• [Passage to read]

January 15, 2022

Source: Bigstock

GSTAAD—Who was it who said good manners had gone the way of black-and-white TV? Actually it was yours truly after watching the slobs parading up and down Gstaad’s main street. That was last year, but the bad news is that this year Slobbovia has come to stay. Mind you, Alexandra and I had planned to have fifty friends for a party to celebrate the fifty years of my enslavement, but Mister Omicron arrived and put a damper on our plans. The tent on the lawn and the oompah band were canceled, and the New Year’s Eve blast turned into a smallish affair. The good news is that there are still a few people who don’t adhere to the online culture of today, that of anger, incivility, and nonstop use of the F-word.

“Looking around, even here in peaceful Helvetia, it seems as if many visiting people are just itching with pent-up rage.”

For example: This week I received two thank-you letters from two old Lawrenceville schoolboys who attended my Christmas party in the Bagel. Mark and Andrew are tall and good-looking, and obviously were brought up the right way because in today’s culture a thank-you letter is as rare as a virgin in Las Vegas. Mark and Andrew had just arrived when John Paulson walked in with his really beautiful girlfriend. The Lawrenceville boys encircled her like Panzers approaching Dunkirk. John and I used to hang out every night together in old Au Bar times. Then we sort of lost touch and he bet against the prime in 2008 and made 20 billion big ones. Yep, 20 billion and it couldn’t happen to a nicer guy. Needless to say, lots of Bagelites now seek his company, but John Paulson has remained cool and the way he was before he made his billions. Most people at my party had no idea who he was, and that suited him fine.

• [Data supplied]
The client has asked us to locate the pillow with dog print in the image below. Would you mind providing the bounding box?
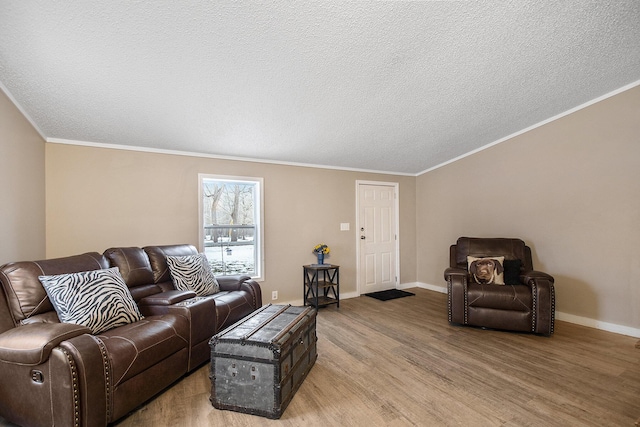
[467,256,504,285]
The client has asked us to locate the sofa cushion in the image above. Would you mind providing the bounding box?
[98,314,189,387]
[38,267,143,334]
[167,254,220,296]
[467,256,504,285]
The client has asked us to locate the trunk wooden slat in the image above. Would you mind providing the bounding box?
[209,304,317,419]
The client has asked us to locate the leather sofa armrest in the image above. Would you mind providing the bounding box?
[138,290,196,306]
[520,270,556,336]
[0,323,91,365]
[520,270,554,284]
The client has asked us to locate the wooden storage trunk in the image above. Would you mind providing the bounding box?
[209,304,317,418]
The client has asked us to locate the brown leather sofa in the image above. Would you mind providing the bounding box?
[444,237,555,336]
[0,245,262,427]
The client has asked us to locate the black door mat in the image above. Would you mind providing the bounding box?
[365,289,415,301]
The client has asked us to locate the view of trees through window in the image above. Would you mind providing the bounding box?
[200,177,260,277]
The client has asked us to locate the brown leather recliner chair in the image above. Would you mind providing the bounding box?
[444,237,555,336]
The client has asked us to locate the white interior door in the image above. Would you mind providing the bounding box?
[357,183,398,294]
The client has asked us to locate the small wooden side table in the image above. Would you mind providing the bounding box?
[302,264,340,309]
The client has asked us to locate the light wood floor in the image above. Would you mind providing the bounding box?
[1,289,640,427]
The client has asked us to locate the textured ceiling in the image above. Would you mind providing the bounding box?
[0,0,640,174]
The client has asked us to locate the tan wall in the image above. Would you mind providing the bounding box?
[0,90,45,265]
[46,144,416,303]
[416,87,640,328]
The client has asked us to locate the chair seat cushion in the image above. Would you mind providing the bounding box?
[467,283,533,311]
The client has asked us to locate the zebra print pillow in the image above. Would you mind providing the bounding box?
[38,267,144,334]
[167,254,220,296]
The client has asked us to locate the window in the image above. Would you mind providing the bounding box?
[198,174,263,280]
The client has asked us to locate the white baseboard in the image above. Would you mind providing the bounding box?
[408,282,640,338]
[284,282,640,338]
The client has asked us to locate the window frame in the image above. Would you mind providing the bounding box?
[198,173,264,282]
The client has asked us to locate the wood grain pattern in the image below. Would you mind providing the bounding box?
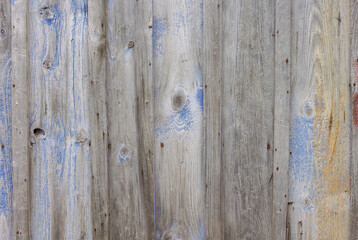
[347,0,358,239]
[28,0,92,239]
[272,0,291,240]
[290,1,351,239]
[222,0,276,239]
[153,0,205,239]
[88,0,109,239]
[106,0,154,239]
[0,1,13,239]
[7,0,30,239]
[0,0,358,240]
[203,0,224,239]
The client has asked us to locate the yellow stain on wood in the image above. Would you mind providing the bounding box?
[314,0,350,239]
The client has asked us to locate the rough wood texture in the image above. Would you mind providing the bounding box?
[88,0,109,239]
[203,0,223,239]
[221,0,275,239]
[0,1,13,239]
[28,0,92,239]
[153,0,205,239]
[106,0,154,239]
[272,0,291,240]
[0,0,358,240]
[10,0,30,240]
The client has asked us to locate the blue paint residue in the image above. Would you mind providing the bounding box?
[155,99,194,141]
[289,117,314,183]
[152,17,166,57]
[196,87,204,112]
[0,56,13,227]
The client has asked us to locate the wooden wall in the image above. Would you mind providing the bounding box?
[0,0,358,240]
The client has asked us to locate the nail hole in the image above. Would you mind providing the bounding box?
[34,128,46,137]
[40,7,55,21]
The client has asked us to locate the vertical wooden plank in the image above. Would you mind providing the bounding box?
[347,0,358,239]
[88,0,109,239]
[11,0,30,240]
[272,0,291,240]
[0,1,13,239]
[106,0,154,239]
[203,0,223,239]
[290,0,351,239]
[222,0,275,239]
[28,0,92,239]
[153,0,205,239]
[288,1,317,239]
[314,0,351,239]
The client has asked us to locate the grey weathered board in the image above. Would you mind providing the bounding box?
[0,0,358,240]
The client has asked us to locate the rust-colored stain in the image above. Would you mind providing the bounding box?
[314,2,350,239]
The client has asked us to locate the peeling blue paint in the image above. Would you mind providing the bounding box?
[155,98,194,141]
[289,117,314,183]
[0,56,13,226]
[152,17,166,57]
[196,87,204,113]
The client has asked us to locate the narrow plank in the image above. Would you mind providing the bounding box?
[314,0,351,239]
[28,0,92,239]
[153,0,205,239]
[203,0,223,239]
[134,0,154,239]
[346,0,358,239]
[88,0,109,239]
[106,0,154,239]
[288,1,317,239]
[290,0,350,239]
[221,0,275,239]
[10,0,30,240]
[0,1,13,239]
[272,0,291,240]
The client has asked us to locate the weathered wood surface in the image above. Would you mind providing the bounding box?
[0,0,358,240]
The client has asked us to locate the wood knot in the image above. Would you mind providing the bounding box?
[40,7,55,22]
[172,87,187,112]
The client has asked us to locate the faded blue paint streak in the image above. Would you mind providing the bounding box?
[196,87,204,113]
[289,113,315,211]
[152,17,167,57]
[0,56,13,228]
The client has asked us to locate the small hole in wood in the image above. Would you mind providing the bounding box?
[128,41,134,48]
[172,87,187,112]
[33,128,46,138]
[42,60,52,69]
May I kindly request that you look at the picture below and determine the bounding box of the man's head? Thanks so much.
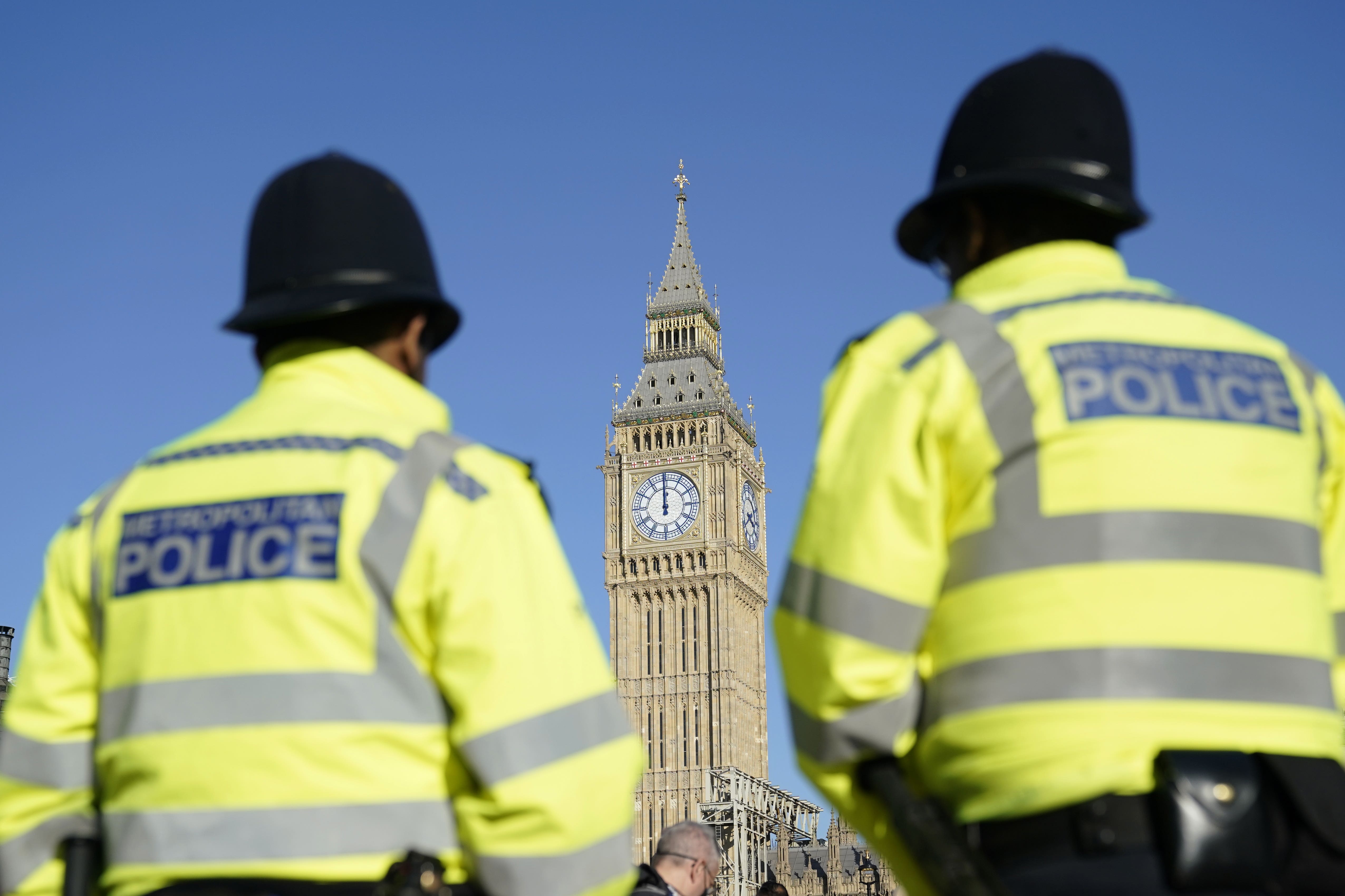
[897,52,1147,279]
[225,153,460,380]
[650,821,720,896]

• [Task instructions] Translate this sentence from the Gstaad column into Spanish: "The tent on the lawn and the oompah band were canceled, and the New Year's Eve blast turned into a smallish affair."

• [Solved exercise] Se cancelaron la carpa en el jardín y la banda de oompah, y la gran fiesta de Nochevieja se convirtió en una reunión más bien pequeña.